* Set exercise *
Gather every line of the records below that contains the word "blue", and copy each of those lines in full.

Records:
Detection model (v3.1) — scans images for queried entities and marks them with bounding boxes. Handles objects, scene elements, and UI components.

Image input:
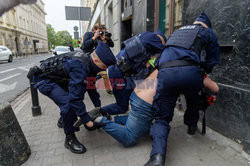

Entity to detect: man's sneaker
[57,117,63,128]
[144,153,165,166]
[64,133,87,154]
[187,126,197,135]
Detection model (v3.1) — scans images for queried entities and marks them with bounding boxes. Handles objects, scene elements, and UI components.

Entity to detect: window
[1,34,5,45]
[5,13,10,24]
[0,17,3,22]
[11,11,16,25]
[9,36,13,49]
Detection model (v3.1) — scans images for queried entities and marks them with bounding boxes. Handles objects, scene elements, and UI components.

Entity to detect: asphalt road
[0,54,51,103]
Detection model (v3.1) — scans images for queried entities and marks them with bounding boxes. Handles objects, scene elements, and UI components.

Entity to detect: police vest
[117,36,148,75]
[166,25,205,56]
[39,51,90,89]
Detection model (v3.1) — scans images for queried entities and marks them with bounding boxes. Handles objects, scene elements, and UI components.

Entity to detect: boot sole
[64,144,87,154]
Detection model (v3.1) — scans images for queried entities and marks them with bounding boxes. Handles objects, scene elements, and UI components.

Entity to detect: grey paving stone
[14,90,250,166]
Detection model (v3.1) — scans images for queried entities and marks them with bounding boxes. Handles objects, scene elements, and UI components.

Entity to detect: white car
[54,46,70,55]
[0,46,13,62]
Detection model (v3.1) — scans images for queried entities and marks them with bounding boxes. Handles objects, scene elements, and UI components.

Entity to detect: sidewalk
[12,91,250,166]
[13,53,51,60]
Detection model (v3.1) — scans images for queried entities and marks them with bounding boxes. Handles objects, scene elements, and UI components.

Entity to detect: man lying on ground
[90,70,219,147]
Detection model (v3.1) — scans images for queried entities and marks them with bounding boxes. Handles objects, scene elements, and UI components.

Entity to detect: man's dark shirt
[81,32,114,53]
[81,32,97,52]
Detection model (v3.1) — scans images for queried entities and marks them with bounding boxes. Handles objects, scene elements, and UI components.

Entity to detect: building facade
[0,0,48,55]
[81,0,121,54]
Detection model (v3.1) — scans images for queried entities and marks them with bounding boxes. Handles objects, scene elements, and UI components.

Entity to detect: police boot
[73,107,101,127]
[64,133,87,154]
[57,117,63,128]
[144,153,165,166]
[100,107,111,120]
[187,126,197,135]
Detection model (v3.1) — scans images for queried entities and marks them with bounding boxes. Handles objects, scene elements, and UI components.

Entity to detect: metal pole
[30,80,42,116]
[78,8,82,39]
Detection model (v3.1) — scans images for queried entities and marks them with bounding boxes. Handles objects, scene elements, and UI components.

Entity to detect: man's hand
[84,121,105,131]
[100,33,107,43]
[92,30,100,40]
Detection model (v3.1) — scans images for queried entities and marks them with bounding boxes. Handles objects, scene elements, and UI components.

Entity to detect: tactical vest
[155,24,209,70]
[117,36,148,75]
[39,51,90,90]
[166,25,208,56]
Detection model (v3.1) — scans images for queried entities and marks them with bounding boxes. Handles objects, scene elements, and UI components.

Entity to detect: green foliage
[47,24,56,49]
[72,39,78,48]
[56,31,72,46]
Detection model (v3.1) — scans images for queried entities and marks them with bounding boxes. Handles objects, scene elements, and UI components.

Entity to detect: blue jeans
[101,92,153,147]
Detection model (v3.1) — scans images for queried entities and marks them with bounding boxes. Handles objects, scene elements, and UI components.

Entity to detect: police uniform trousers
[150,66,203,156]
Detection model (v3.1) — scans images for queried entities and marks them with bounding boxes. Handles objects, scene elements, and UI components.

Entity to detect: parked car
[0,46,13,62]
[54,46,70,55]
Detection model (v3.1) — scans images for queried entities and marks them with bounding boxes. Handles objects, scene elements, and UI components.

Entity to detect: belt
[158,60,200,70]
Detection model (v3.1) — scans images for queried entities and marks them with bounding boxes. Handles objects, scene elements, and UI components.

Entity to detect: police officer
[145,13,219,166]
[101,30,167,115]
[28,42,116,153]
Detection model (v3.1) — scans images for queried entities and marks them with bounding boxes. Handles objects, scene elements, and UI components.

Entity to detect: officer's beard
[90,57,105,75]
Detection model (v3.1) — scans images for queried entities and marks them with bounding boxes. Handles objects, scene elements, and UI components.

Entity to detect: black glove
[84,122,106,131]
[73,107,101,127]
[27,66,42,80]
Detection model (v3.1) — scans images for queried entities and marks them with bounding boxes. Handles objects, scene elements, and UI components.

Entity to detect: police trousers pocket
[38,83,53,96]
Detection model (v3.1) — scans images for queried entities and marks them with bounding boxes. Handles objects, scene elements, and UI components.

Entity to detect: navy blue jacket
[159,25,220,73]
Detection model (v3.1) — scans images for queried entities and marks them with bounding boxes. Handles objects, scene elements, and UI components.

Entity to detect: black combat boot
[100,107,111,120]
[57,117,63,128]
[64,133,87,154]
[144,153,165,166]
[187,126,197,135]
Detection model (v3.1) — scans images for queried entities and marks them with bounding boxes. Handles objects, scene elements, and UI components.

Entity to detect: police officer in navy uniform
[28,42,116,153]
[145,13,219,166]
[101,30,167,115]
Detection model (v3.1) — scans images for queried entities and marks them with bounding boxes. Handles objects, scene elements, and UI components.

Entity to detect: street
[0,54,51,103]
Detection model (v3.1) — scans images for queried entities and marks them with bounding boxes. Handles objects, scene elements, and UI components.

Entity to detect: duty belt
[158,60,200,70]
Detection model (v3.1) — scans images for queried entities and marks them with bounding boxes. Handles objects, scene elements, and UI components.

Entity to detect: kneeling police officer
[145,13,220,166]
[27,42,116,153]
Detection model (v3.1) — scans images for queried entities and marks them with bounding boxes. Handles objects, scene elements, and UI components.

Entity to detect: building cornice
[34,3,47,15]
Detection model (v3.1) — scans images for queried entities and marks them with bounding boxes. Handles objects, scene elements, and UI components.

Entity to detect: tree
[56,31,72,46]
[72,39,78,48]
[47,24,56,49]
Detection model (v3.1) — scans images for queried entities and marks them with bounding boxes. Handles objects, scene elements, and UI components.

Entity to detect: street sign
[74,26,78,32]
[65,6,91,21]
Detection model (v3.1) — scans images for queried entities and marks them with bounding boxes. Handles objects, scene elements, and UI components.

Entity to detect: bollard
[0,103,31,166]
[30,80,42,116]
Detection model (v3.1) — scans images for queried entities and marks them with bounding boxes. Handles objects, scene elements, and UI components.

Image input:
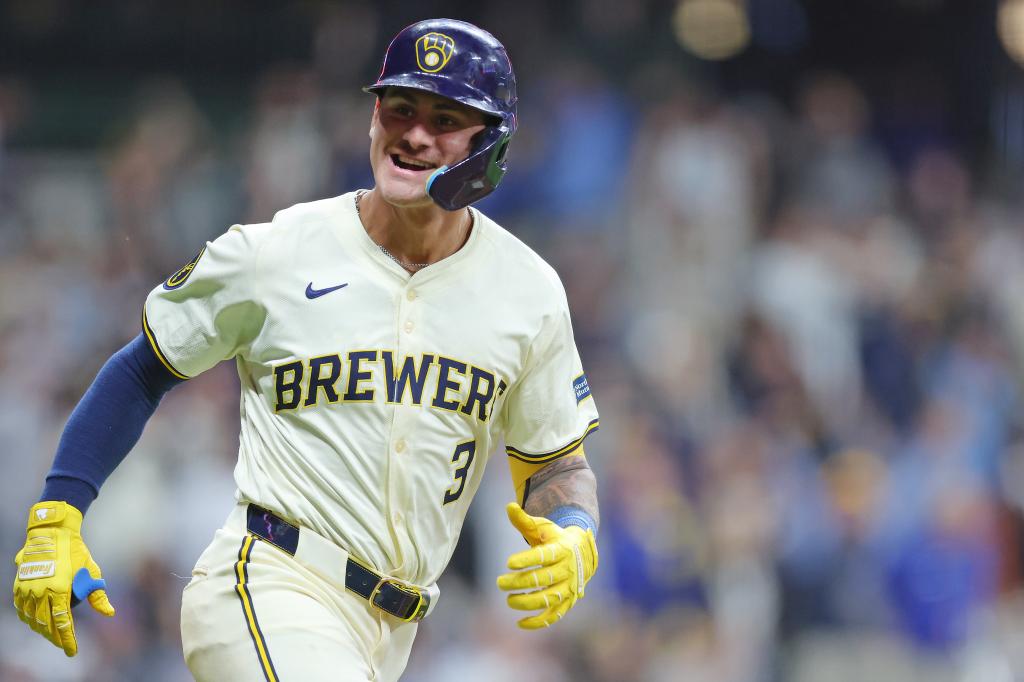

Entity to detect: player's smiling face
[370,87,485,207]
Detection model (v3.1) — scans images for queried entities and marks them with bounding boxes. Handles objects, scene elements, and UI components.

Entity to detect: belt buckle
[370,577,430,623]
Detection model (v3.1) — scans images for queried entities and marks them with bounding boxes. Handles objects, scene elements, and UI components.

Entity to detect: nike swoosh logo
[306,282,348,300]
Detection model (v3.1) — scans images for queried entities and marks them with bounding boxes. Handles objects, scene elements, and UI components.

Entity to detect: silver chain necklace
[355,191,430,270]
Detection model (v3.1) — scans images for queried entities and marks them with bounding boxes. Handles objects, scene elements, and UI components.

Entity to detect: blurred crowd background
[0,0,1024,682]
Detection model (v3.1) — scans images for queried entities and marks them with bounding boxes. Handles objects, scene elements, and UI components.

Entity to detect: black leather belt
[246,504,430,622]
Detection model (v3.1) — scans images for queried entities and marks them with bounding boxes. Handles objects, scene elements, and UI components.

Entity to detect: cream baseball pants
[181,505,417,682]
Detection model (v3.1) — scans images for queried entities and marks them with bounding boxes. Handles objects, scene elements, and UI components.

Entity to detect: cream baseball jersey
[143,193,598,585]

* Answer to the problem *
Entity to detect: blue jeans
Entity to detect: navy blue jacket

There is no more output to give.